── EXTRACT TO READ ──

- Conference: Independent
- Record: 4–7
- Head coach: Tubby Raymond (18th season);
- Offensive coordinator: Ted Kempski (16th season)
- Offensive scheme: Delaware Wing-T
- Base defense: 5–2
- Home stadium: Delaware Stadium

= 1983 Delaware Fightin' Blue Hens football team =

American college football season

The 1983 Delaware Fightin' Blue Hens football team represented the University of Delaware as an independent during the 1983 NCAA Division I-AA football season. Led by 18th-year head coach Tubby Raymond, the Fightin' Blue Hens compiled a record of 4–7. The team played home games at Delaware Stadium in Newark, Delaware.

───

> **REQUIRED TASK 1**
How would you translate this sentence from the 1983 Delaware football page above into Spanish: "Led by 18th-year head coach Tubby Raymond, the Fightin' Blue Hens compiled a record of 4–7."

── ROWS ──

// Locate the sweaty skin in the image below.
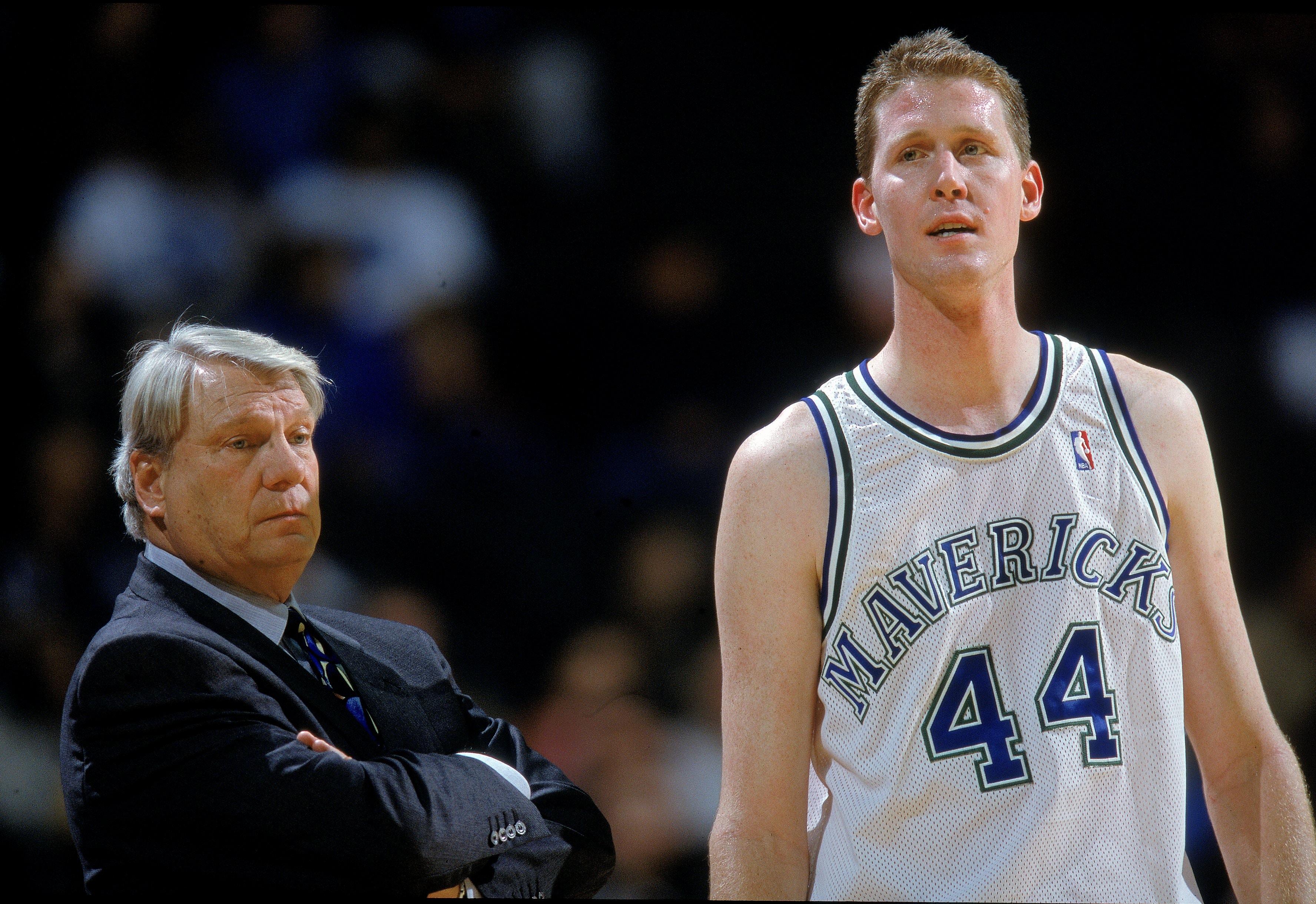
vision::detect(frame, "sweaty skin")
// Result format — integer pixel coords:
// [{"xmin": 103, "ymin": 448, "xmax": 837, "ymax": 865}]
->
[{"xmin": 709, "ymin": 79, "xmax": 1316, "ymax": 904}]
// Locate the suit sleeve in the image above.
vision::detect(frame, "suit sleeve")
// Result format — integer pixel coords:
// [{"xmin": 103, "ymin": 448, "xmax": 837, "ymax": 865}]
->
[
  {"xmin": 447, "ymin": 648, "xmax": 616, "ymax": 897},
  {"xmin": 62, "ymin": 636, "xmax": 550, "ymax": 895}
]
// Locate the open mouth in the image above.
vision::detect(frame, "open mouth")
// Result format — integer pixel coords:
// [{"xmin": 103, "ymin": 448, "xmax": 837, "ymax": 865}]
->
[{"xmin": 928, "ymin": 222, "xmax": 978, "ymax": 238}]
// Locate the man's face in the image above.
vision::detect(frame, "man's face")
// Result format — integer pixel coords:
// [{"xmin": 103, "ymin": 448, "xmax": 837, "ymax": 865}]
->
[
  {"xmin": 854, "ymin": 79, "xmax": 1042, "ymax": 308},
  {"xmin": 150, "ymin": 364, "xmax": 320, "ymax": 591}
]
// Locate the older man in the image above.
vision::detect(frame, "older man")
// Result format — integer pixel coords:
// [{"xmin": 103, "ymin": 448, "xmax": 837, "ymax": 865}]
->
[{"xmin": 60, "ymin": 325, "xmax": 613, "ymax": 897}]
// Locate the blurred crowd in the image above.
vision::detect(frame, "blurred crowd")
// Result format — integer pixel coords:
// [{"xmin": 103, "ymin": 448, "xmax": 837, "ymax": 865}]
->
[{"xmin": 7, "ymin": 4, "xmax": 1316, "ymax": 900}]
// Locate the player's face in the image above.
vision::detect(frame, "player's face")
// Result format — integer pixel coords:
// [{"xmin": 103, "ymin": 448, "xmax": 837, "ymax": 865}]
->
[{"xmin": 853, "ymin": 79, "xmax": 1042, "ymax": 308}]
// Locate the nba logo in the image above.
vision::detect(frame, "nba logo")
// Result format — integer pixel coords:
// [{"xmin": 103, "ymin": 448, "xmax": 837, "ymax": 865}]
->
[{"xmin": 1070, "ymin": 430, "xmax": 1096, "ymax": 471}]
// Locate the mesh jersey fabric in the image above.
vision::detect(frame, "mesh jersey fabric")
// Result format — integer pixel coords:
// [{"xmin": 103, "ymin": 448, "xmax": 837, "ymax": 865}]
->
[{"xmin": 804, "ymin": 333, "xmax": 1196, "ymax": 903}]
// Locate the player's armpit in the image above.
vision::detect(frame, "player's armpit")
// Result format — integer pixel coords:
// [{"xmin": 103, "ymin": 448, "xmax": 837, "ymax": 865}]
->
[
  {"xmin": 1111, "ymin": 355, "xmax": 1316, "ymax": 901},
  {"xmin": 709, "ymin": 404, "xmax": 828, "ymax": 899}
]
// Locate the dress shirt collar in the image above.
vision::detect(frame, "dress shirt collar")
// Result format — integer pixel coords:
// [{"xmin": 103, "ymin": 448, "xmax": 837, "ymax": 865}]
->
[{"xmin": 145, "ymin": 542, "xmax": 301, "ymax": 643}]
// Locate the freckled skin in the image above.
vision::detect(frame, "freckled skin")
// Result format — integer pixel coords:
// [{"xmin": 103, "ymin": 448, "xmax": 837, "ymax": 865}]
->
[{"xmin": 130, "ymin": 364, "xmax": 320, "ymax": 603}]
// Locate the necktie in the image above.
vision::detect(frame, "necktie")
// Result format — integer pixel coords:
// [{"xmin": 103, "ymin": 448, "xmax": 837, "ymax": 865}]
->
[{"xmin": 283, "ymin": 607, "xmax": 379, "ymax": 744}]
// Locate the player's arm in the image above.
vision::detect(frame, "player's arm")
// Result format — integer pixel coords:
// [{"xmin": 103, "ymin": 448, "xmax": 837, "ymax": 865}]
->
[
  {"xmin": 708, "ymin": 403, "xmax": 828, "ymax": 900},
  {"xmin": 1111, "ymin": 355, "xmax": 1316, "ymax": 904}
]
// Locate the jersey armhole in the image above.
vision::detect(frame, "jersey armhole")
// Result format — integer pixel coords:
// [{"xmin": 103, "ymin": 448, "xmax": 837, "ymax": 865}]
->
[
  {"xmin": 1087, "ymin": 349, "xmax": 1170, "ymax": 540},
  {"xmin": 802, "ymin": 390, "xmax": 854, "ymax": 637}
]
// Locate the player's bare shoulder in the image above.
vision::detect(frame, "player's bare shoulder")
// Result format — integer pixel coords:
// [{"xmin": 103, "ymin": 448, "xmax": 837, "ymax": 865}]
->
[
  {"xmin": 1109, "ymin": 354, "xmax": 1211, "ymax": 512},
  {"xmin": 719, "ymin": 401, "xmax": 829, "ymax": 587}
]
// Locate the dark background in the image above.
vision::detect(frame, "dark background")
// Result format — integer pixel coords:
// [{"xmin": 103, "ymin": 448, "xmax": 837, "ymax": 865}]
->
[{"xmin": 0, "ymin": 5, "xmax": 1316, "ymax": 900}]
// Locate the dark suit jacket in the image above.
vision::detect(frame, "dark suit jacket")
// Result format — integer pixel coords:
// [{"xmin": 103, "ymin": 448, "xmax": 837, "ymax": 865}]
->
[{"xmin": 60, "ymin": 558, "xmax": 613, "ymax": 897}]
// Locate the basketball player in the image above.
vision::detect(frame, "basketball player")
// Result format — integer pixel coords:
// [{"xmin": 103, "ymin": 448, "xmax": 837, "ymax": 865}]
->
[{"xmin": 711, "ymin": 30, "xmax": 1316, "ymax": 901}]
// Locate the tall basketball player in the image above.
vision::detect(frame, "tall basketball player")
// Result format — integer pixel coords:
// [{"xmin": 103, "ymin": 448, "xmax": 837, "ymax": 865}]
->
[{"xmin": 711, "ymin": 30, "xmax": 1316, "ymax": 901}]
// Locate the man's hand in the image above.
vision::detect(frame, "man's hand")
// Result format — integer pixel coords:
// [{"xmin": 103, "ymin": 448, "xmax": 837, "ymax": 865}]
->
[{"xmin": 298, "ymin": 732, "xmax": 351, "ymax": 759}]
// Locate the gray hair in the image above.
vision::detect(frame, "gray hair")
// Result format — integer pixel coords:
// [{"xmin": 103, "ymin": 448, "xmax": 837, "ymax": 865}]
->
[{"xmin": 109, "ymin": 321, "xmax": 329, "ymax": 541}]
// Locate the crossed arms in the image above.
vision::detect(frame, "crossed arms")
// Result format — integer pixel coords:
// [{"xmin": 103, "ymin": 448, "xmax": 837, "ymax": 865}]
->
[{"xmin": 63, "ymin": 634, "xmax": 612, "ymax": 896}]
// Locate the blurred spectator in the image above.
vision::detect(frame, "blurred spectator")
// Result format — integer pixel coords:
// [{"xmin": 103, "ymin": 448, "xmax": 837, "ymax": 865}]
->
[
  {"xmin": 29, "ymin": 254, "xmax": 132, "ymax": 434},
  {"xmin": 523, "ymin": 626, "xmax": 684, "ymax": 897},
  {"xmin": 620, "ymin": 516, "xmax": 713, "ymax": 711},
  {"xmin": 637, "ymin": 235, "xmax": 722, "ymax": 317},
  {"xmin": 363, "ymin": 586, "xmax": 447, "ymax": 653},
  {"xmin": 216, "ymin": 4, "xmax": 347, "ymax": 183},
  {"xmin": 268, "ymin": 107, "xmax": 492, "ymax": 333},
  {"xmin": 292, "ymin": 549, "xmax": 366, "ymax": 610},
  {"xmin": 57, "ymin": 159, "xmax": 250, "ymax": 321},
  {"xmin": 0, "ymin": 421, "xmax": 136, "ymax": 639},
  {"xmin": 512, "ymin": 34, "xmax": 605, "ymax": 189}
]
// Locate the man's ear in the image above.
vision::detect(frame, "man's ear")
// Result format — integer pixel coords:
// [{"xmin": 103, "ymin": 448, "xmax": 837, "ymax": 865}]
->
[
  {"xmin": 1018, "ymin": 160, "xmax": 1042, "ymax": 222},
  {"xmin": 127, "ymin": 449, "xmax": 165, "ymax": 519},
  {"xmin": 850, "ymin": 179, "xmax": 882, "ymax": 235}
]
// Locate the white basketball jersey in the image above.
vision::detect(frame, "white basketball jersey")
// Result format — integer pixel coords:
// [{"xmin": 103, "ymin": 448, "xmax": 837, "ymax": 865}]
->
[{"xmin": 805, "ymin": 333, "xmax": 1196, "ymax": 901}]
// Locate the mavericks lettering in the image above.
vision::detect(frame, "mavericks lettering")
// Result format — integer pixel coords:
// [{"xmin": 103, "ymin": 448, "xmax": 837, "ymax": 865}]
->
[{"xmin": 821, "ymin": 512, "xmax": 1178, "ymax": 722}]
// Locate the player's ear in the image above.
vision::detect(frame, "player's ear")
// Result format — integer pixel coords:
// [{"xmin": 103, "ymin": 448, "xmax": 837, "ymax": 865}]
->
[
  {"xmin": 1018, "ymin": 160, "xmax": 1042, "ymax": 222},
  {"xmin": 850, "ymin": 179, "xmax": 882, "ymax": 235}
]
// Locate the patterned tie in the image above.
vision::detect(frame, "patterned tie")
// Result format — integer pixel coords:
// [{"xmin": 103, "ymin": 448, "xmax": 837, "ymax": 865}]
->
[{"xmin": 283, "ymin": 607, "xmax": 379, "ymax": 744}]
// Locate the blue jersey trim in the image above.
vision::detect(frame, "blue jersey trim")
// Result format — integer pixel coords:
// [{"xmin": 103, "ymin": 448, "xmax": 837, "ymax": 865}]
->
[
  {"xmin": 859, "ymin": 330, "xmax": 1050, "ymax": 442},
  {"xmin": 800, "ymin": 396, "xmax": 837, "ymax": 612},
  {"xmin": 1096, "ymin": 349, "xmax": 1170, "ymax": 537}
]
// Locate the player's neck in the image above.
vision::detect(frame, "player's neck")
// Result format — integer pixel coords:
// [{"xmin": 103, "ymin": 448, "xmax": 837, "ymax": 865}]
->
[{"xmin": 869, "ymin": 267, "xmax": 1038, "ymax": 434}]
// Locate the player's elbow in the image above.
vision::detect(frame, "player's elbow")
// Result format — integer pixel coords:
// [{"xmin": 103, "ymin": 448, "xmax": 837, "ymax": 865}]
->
[{"xmin": 708, "ymin": 812, "xmax": 809, "ymax": 900}]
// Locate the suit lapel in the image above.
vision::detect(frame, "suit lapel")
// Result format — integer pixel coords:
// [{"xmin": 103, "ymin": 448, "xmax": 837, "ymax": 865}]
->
[
  {"xmin": 134, "ymin": 558, "xmax": 379, "ymax": 758},
  {"xmin": 312, "ymin": 619, "xmax": 454, "ymax": 753}
]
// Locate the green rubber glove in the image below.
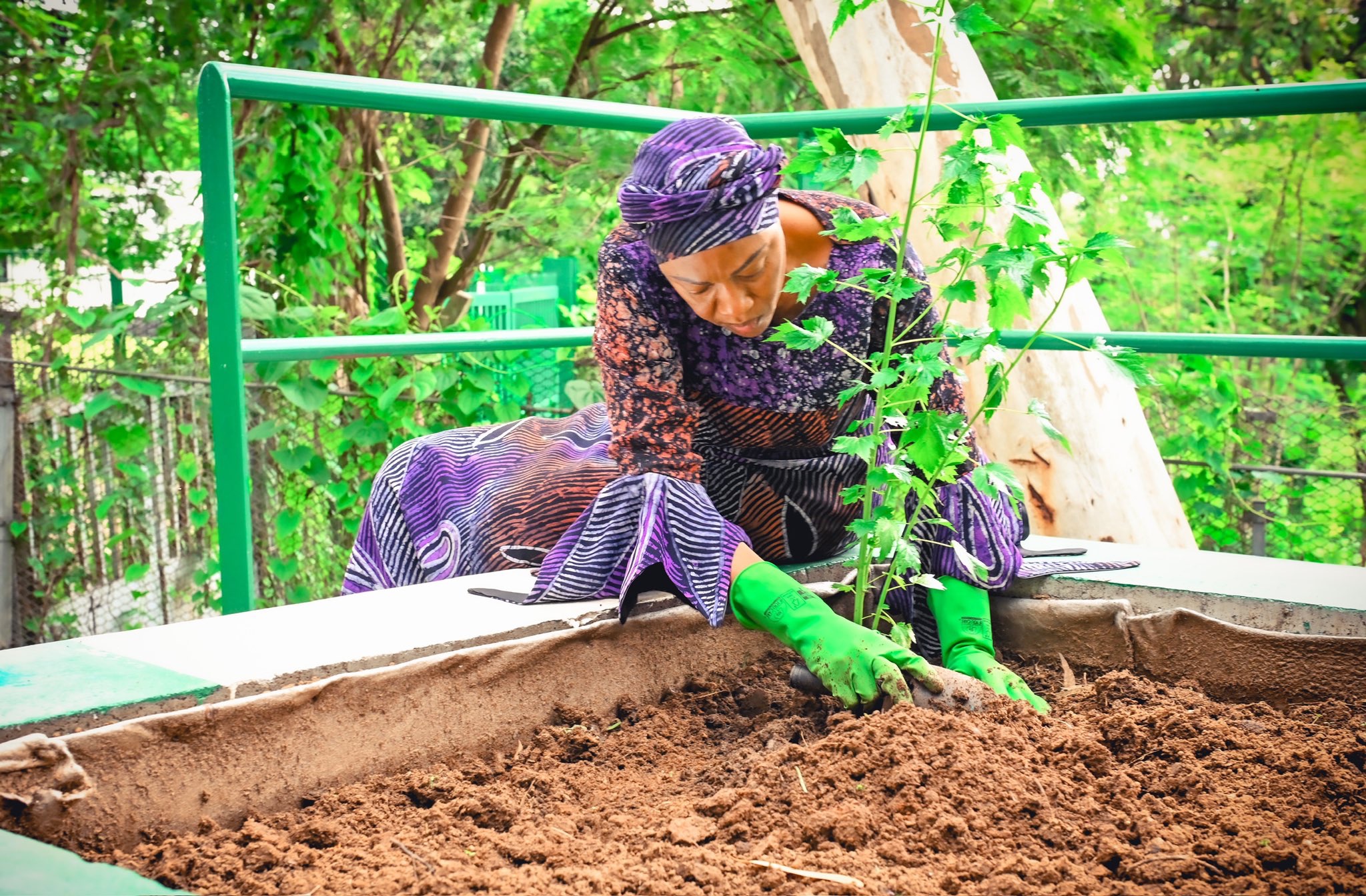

───

> **REQUIRED TASK 2**
Which lines of the records above contain the string "shirt"? Pick out each such line in full.

> **EXPECTED ANSWER 1**
Dirigidos por el entrenador en jefe Tubby Raymond, en su decimoctavo año, los Fightin' Blue Hens compilaron un récord de 4–7.

> **EXPECTED ANSWER 2**
// Locate the dress shirt collar in the image above.
vision::detect(frame, "dress shirt collar")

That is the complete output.